— TASK REQUIREMENTS —
Copy each line of the entries below that contains the string "beard".

— MATERIALS PROVIDED —
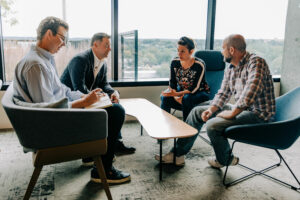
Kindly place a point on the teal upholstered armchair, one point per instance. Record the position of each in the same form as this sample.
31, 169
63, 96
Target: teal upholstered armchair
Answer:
277, 135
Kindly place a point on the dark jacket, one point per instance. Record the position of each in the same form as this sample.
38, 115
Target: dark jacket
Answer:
79, 74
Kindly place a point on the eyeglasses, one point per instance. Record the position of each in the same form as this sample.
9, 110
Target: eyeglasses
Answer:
63, 38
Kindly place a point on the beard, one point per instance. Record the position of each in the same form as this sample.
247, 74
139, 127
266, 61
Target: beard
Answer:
228, 59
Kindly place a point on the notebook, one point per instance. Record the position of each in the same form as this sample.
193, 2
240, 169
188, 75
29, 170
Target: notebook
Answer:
104, 102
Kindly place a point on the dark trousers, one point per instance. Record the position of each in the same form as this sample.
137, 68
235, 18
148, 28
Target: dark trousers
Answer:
116, 116
189, 101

— RESPONSE —
Kindly place a point on the beard, one point per instance. Record the position of each in the same form as this sample.
Target: beard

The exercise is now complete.